To do »
Repeat the listing that follows character for character, omitting images.

------------------------

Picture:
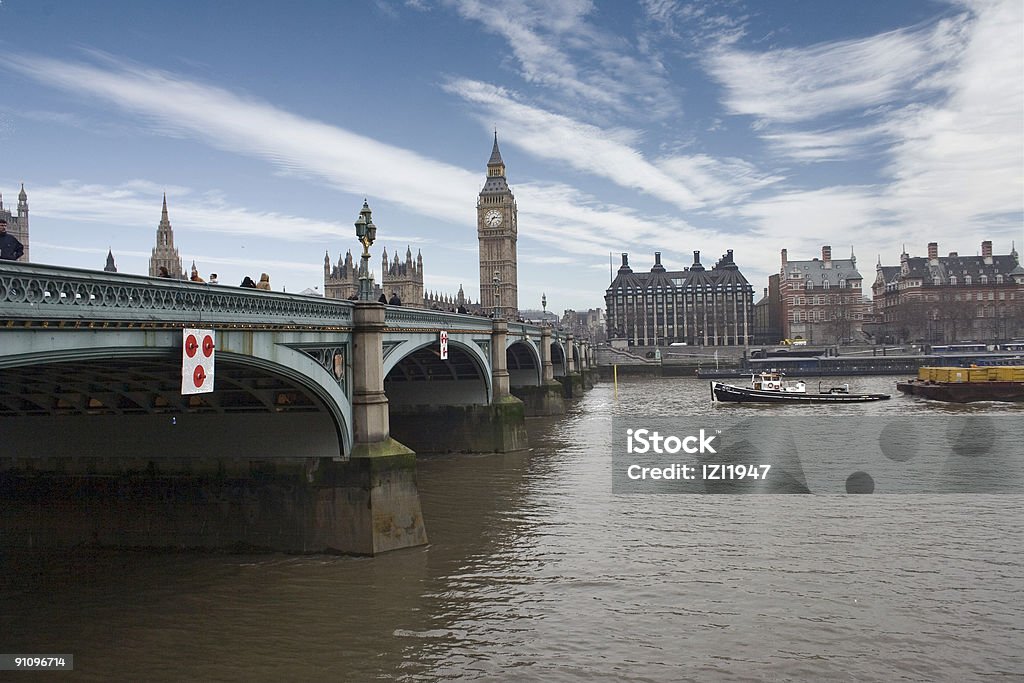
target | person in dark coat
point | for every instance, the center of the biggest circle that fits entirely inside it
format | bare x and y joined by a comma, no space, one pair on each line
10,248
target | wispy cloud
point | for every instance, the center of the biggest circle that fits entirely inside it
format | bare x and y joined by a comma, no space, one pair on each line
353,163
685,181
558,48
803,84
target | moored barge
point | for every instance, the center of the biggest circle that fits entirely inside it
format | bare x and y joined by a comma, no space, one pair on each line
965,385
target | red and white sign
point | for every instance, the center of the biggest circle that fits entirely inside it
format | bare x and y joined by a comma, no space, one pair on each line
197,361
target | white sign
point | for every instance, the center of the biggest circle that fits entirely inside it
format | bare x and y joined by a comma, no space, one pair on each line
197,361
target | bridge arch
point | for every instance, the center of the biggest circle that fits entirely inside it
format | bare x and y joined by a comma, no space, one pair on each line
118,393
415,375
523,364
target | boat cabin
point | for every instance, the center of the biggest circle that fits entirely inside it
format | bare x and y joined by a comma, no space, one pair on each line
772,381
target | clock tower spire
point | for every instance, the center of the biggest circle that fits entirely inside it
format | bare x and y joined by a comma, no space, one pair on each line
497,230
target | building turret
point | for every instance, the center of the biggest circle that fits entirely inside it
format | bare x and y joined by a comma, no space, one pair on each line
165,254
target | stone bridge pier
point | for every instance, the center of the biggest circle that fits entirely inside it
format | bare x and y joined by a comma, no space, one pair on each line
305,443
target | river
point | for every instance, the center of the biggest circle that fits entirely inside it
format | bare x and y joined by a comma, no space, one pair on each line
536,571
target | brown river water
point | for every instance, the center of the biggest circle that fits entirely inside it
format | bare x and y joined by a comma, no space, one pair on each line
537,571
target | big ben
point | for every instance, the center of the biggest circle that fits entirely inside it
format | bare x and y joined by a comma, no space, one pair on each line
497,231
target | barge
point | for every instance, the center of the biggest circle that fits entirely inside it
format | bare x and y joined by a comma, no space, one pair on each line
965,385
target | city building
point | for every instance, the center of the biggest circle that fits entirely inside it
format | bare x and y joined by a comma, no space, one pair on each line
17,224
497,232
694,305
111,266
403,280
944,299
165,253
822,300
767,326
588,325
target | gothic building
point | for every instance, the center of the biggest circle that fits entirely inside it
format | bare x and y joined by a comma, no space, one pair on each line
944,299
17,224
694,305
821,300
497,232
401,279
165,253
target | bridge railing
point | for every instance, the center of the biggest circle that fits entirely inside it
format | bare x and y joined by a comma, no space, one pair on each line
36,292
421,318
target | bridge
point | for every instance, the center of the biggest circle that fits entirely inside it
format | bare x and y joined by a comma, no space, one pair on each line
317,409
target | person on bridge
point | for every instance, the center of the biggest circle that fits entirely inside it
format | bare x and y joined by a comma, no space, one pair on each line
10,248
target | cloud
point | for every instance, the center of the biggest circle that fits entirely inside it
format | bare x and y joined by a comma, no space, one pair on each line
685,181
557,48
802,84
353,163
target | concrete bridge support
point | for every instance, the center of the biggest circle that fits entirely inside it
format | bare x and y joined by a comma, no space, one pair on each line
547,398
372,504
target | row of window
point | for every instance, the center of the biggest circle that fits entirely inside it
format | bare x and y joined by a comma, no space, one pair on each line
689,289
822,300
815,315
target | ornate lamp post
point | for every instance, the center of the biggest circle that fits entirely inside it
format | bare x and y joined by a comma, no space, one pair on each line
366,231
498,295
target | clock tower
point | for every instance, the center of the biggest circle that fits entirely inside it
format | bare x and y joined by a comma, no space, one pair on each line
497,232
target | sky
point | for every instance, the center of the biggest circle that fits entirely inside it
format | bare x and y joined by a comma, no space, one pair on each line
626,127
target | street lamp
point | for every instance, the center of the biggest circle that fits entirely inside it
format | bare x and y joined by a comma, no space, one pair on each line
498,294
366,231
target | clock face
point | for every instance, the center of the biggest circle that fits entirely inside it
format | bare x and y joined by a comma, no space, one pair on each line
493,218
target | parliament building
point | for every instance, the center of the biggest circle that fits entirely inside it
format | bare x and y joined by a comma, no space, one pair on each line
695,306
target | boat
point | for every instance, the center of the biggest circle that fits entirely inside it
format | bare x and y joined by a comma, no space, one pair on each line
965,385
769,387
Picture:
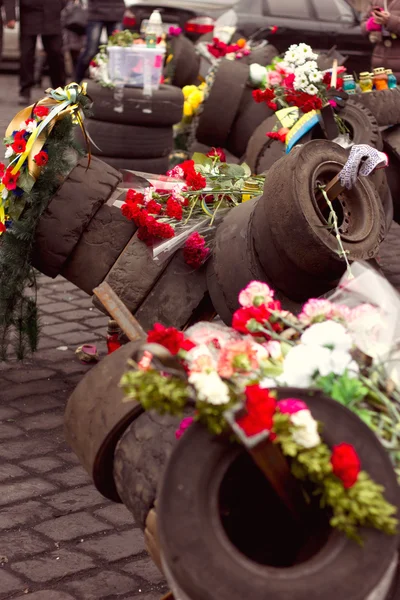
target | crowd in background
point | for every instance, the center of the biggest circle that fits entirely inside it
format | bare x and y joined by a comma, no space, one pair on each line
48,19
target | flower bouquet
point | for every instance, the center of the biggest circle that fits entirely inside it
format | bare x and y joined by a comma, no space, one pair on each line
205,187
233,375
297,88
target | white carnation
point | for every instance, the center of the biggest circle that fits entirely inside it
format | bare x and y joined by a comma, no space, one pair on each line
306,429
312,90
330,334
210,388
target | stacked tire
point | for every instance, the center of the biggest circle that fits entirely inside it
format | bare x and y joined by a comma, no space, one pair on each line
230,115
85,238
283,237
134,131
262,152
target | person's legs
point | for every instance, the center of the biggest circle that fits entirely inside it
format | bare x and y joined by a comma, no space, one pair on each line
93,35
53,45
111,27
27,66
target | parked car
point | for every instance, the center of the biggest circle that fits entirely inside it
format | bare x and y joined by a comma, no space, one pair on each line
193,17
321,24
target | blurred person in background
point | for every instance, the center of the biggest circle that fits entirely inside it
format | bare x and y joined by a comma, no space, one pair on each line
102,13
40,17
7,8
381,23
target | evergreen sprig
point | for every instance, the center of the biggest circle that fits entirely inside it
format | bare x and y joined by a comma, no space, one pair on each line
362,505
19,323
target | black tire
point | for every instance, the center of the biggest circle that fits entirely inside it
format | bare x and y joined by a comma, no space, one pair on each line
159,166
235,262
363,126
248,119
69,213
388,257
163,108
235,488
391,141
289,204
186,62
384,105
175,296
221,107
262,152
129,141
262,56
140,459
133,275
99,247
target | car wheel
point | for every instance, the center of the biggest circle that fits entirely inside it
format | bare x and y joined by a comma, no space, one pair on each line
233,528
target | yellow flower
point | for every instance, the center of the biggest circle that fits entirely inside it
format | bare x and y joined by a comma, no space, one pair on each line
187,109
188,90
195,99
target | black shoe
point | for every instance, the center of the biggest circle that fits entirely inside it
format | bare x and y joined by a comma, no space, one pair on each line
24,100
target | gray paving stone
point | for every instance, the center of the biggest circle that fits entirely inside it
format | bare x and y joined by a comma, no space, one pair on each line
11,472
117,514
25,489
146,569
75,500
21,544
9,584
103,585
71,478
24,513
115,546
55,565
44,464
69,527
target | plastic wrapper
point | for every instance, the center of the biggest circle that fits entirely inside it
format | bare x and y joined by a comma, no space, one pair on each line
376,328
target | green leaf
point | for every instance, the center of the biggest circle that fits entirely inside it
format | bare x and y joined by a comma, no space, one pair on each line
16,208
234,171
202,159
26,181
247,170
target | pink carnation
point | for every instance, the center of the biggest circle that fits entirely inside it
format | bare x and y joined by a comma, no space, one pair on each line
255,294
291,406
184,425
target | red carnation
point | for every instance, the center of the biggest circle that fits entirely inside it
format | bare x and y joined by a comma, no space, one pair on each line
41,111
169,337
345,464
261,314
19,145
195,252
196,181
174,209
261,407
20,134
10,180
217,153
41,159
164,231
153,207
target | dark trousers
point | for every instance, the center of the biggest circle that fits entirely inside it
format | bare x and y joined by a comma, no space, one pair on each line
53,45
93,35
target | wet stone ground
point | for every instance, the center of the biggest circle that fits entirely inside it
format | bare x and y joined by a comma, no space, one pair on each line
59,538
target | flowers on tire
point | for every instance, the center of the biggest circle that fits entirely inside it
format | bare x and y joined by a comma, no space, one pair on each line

------------------------

Solved exercise »
Picture:
target | person in dark coat
point | for every instance, the center of the biggest circle that fits entirely inside it
format | bare x and y joined by a comma, no space, one pair on each line
10,248
target | wispy cloud
point | for every instance, the center of the biggest circle that fits entirely inside it
format | bare x and y joined by a comma, no space, one pair on each line
353,163
685,181
558,48
803,84
target | moored barge
point | for every instance, the center of the biggest circle that fits entirely inside it
format | bare x and y joined by a comma, no space, one pair on each line
965,385
target | red and white sign
point | for every instance, the center of the biggest circle that fits entirely inside it
format | bare x and y joined by a comma, no space, one pair on each line
197,361
target | white sign
point | for every instance, the center of the biggest circle that fits entirely inside it
format | bare x and y joined by a comma, no space, one pair on each line
197,361
target | bridge arch
point | for every instance, the center of the biggest circle that fits entirely inside it
format | bare x and y joined by a comma, no space, one pair on each line
118,393
415,375
523,364
target | boat cabin
point | for every instance, the center of the biggest circle that fits entirely inside it
format | bare x and y joined by a comma, no space, one pair on each line
772,381
target | clock tower spire
point | for every instance, the center of the biggest circle that fits entirely inside it
format | bare x and y joined by a comma, no space, one pair on each line
497,230
target | building turret
point | for every instance, the center of the biggest circle that fits entirely inside it
format | bare x and y joined by a comma, no space, one pair on each line
165,254
target | stone bridge pier
point | for every instance, the center of the biggest circle that fits entirely inside it
format | bare x and y joined by a comma, no space, one pair on each line
305,443
target | river
point | for every instance, the center of the biggest circle that fits entirely inside it
format | bare x and y joined by a comma, no space, one pair on each line
536,571
target | brown river water
point | for every instance, the center of the biggest circle that fits entirely inside it
format | bare x and y joined by a comma, no space, one pair on each line
537,571
target | big ben
point | for every instance, the center of the biggest circle that fits entirely inside it
format | bare x and y joined by a comma, no space, one pair on each line
497,231
target | barge
point | for every instance, the center of the biggest circle that fits entirely inside it
format | bare x and y joined by a comma, no space, one pair on each line
965,385
target | city building
point | for every instance, the center of the biggest circle that fits entirely inside it
format | bare x and y joined by a comma, no space, one pair on each line
17,224
497,232
694,305
111,266
403,280
944,299
165,253
822,300
767,326
588,325
target | gothic building
point | for every instance, the center of the biggest circle that fits entirely inside it
format | bare x and y joined by a comma, no space, one pair on each line
944,299
17,224
694,305
821,300
497,232
401,279
165,253
target | bridge railing
point | for every instance, the center of the biggest circle that fits entirely inside it
format | bare x and y joined by a comma, no space, one pair on each line
36,292
421,318
target | bridge
point | for every instance, the center of the biggest circle that fits entirely inside it
format | bare x and y joined by a comma, no space, one pair on each line
317,409
target | person on bridge
point | for every instance, the center of the biggest circle that fits entirely inside it
format | bare x and y joined by a comma, no space, one pair on each line
10,248
target | cloud
point | for every instance, the center of the biggest circle that fits entirely inside it
format | bare x and y joined by a comma, no space, one pair on each line
685,181
557,48
802,84
353,163
target | concrete bridge support
point | for every instance, the center of the biggest circle that fits entirely inside it
format | bare x and y joined by a comma, no space, one pair on each line
547,398
372,504
target | row of window
point | for every instance, the center of the biggest circle that fits entirely inside it
format | bare x and y joined by a comma, no space, one pair on each line
689,289
822,300
815,315
target | ornate lamp post
point | for every instance, the center of the biggest circle that fits entirely inside it
format | bare x and y joined by a comma, no space, one pair on each line
366,231
498,295
target | clock tower
point | for every instance, the center of the biggest circle that fits entirely inside it
format | bare x and y joined by a comma, no space, one pair on each line
497,232
target | sky
point | for every instance, the center of the biggest circle that fits entirely inside it
format | bare x and y joined by a comma, no space, one pair on each line
626,127
target | street lamp
point | for every instance, the center of the biggest circle that fits entirely inside it
format | bare x and y joined by a comma, no space, one pair on each line
498,294
366,231
target | clock face
point | for every instance, the center of the biggest circle that fits entirely inside it
format | bare x and y joined by a comma, no space, one pair on each line
493,218
target | parliament building
point | for every instance, the center of the biggest circle that fits entirely inside it
format | bare x and y joined by a comma, no space, one pair on each line
695,306
target | boat
point | for every instance, the center of the biggest circle that fits entirely inside it
format | bare x and y joined by a comma, no space, one pair on each line
965,385
769,387
Picture:
target | crowd in background
point | for every instance, the center of the biggest circle that fits entirely inside it
format | bare x and y joined by a comma, no space, one pair on each line
48,19
target | flower bouquet
point | for every instance, the center of the biggest circle that fits entirely inside it
format | bare x and y joined by a comma, no space, one pair on each line
205,187
233,375
297,88
target | white carnation
point | for every instance, the center of the biggest circle that fits entirely inside it
format | bare x and y joined by a comma, no space, one pair on each line
306,429
312,90
330,334
210,388
target | stacked tire
point | for every instance, the center of the biggest circle that fits entirely inside it
format | bare x and y joined by a comma, no space, one pair on each line
230,115
85,238
283,237
134,131
262,152
target | person's legs
point | for every instance, the center of the biggest circle that fits entirely inside it
format | bare x and y joined by a comma, no space, one pair on each line
93,35
53,45
111,27
27,66
target | parked car
point | for every instance, the center of the biggest circle that fits entirely inside it
format | bare x and y joined by a comma, no space, one pair on each line
193,17
321,24
target | blurred person in background
point | for every instance, the center of the biggest circle that fits entirely inside it
format | bare x and y joined by a comma, no space, one pair on each line
102,13
40,17
7,8
381,23
target | evergreen sprig
point | for every instance, the center of the biggest circle that fits entirely inside it
format | bare x and y joined by a comma, no space, one pair on each line
362,505
19,323
target | black tire
point | for every instance, the center of the biggest circle that fits entirely inside it
format | bare x and y joined by a comma, no space, one pair on each line
159,166
235,262
363,126
248,119
69,213
388,257
163,108
235,488
391,141
289,204
186,62
384,105
175,296
221,107
262,152
129,141
262,56
140,459
133,275
99,247
target | car wheel
point | for every instance, the center of the biggest circle that fits entirely inside it
format | bare x and y joined by a comma, no space, one pair on each line
233,528
target | yellow flower
point | for every instance, the center of the biggest circle that fits entirely inside it
format | bare x and y joined by a comma, no space, one pair on each line
187,109
188,90
195,99
target | black shoe
point | for every instance, the center of the biggest circle that fits entirely inside it
format | bare x and y joined by a comma, no space, one pair on each line
24,100
target | gray paving stone
point | for every instance, the center of the biggest circle that fits entirely inside it
format | bare x and y joined by a comma, no space, one pair on each line
11,472
117,514
25,489
146,569
75,500
21,544
9,584
103,585
71,478
24,513
115,546
55,565
44,464
69,527
target | plastic wrapper
point | for every instance, the center of the biggest circle that fits entirely inside it
format | bare x and y joined by a comma, no space, one pair on each line
376,328
target | green leaf
point | for every instance, the center of the biggest circle that fits entirely inside it
format | bare x and y joined by a comma, no space, one pair on each line
16,208
234,171
202,159
26,181
247,170
target | pink carnation
point | for every instance, the center of the biggest circle that fits entirely inside it
format | bare x and y joined by a comma, no space, one pair on each line
255,294
291,406
184,425
target | red carnation
point | for every instance, the center of the biggest circle that fits entirely inside it
format | bare x and y joined by a comma, no space, one pair on each line
41,111
169,337
345,464
261,314
19,145
195,252
196,181
174,209
261,407
20,134
10,180
217,153
41,159
164,231
153,207
target | dark trousers
point | for every instance, the center of the biggest circle that fits entirely inside it
format | bare x and y joined by a comma, no space, one pair on each line
53,45
93,35
target | wet stone ground
point | for every instance, the center of the biggest circle that fits entirely inside it
format | bare x and y joined by a comma, no space, one pair on each line
59,538
target | flowers on tire
point | for every instance, the center of the biggest circle that fits entirely inside it
format | bare x and y joined by a comma, no space, one pair on each line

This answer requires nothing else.